Requirement:
Starting at the line below that contains "base in this photo." and stopping after the line that contains "Query: ornate gold pedestal base", convert those lines into a JSON list of strings with one string per line and no blank lines.

Data provided:

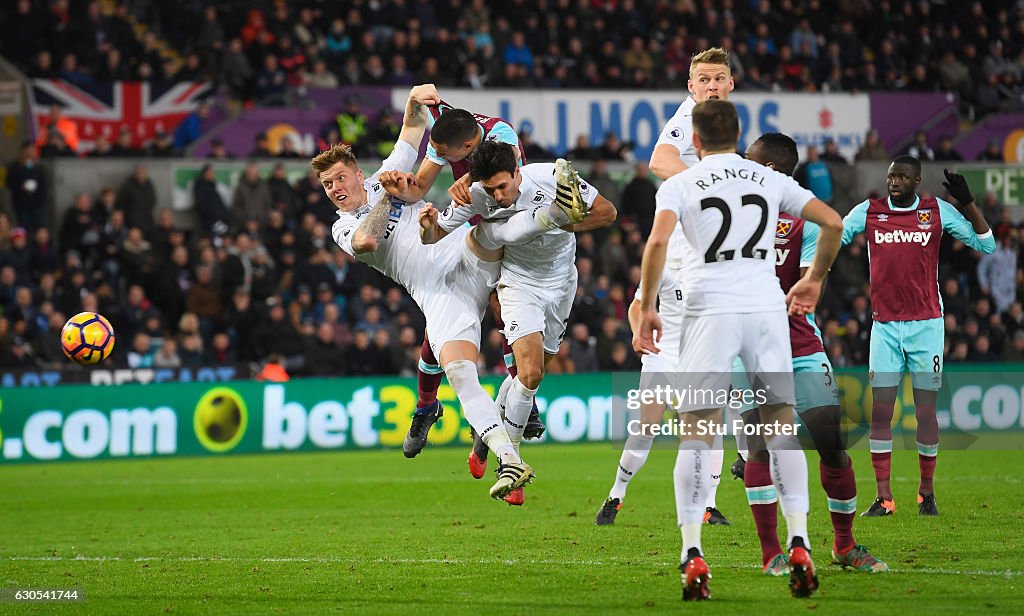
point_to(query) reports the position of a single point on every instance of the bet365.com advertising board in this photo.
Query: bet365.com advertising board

--

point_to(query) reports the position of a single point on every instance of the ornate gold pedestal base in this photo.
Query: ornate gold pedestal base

...

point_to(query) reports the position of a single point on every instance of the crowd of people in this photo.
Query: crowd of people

The response:
[
  "point_to(query) reports the position of a single point on every instance of the ornate gold pedestal base in this photo.",
  "Query: ornate gold pedestal base"
]